> **Source passage**
==================================================
Every week 11,000 volunteers at 300 hospital radio stations broadcast more than 10,000 hours of programmes. It is quite an achievement, and one which, in an era suffering not from any shortage of entertainment but rather from media overload, seems at first utterly anachronistic.

Who needs amateur radio when televisions, personal CD players, even laptop computers can be brought in from home?

When the very first hospital stations were launched 70 years ago, radio was an exciting new technology. In the US, there were five radio stations at the end of 1921; a year later, there were more than 500 - a rate of growth which makes the Internet look tardy. In 1922, the UK got its first radio station.

And even when the earliest stations still extant today started in the 1950s, the broadcasting world was very different. There was no FM, no commercial radio, and on TV no ITV, let alone BSkyB - the BBC broadcast on a single television channel, and only in the evenings.

Yet hospital radio has survived and prospered, and having served as a training ground for many of today's big names, it is still innovative. The Hospital Broadcasting Association can now be found online, and a Hospital Radio Website Guide offers links to 70 local stations.

These range from the tiny (Castle Mead Radio broadcasts to 36 beds at Hinckley and District Hospital) to the near-professional giants, and from the early pioneers (Bristol Hospital Broadcast Service dates from 1952) to the brand new.

So far, none has gone down the netcasting route. Then again, since not every clinician has access to a computer, bedside PCs to keep patients entertained may yet be some way off. But how long before at least private patients are offered modem points as standard?
==================================================
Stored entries
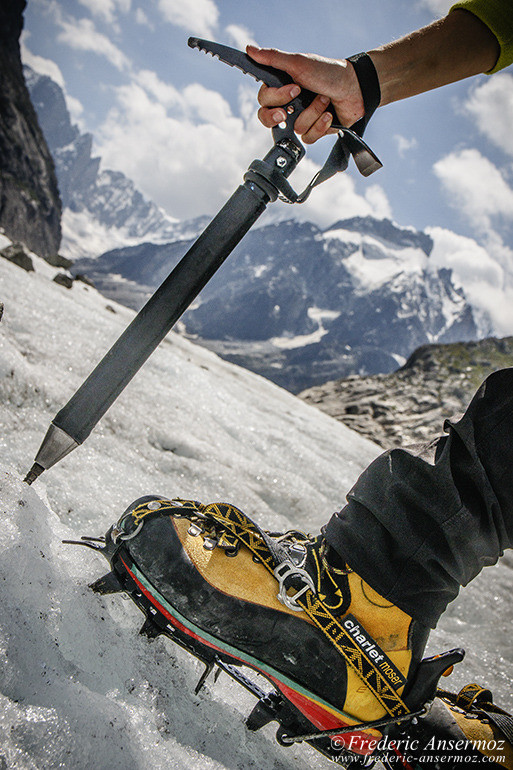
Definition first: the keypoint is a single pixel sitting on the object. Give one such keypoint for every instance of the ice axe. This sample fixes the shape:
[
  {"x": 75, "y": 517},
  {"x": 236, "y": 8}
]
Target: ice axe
[{"x": 264, "y": 182}]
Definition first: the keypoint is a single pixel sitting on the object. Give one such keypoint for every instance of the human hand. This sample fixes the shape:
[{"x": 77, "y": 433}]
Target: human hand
==================================================
In the hospital radio article, swap "tardy" for "slow" and give again the part that opens with "When the very" and closes with "first radio station.".

> **Output of the task**
When the very first hospital stations were launched 70 years ago, radio was an exciting new technology. In the US, there were five radio stations at the end of 1921; a year later, there were more than 500 - a rate of growth which makes the Internet look slow. In 1922, the UK got its first radio station.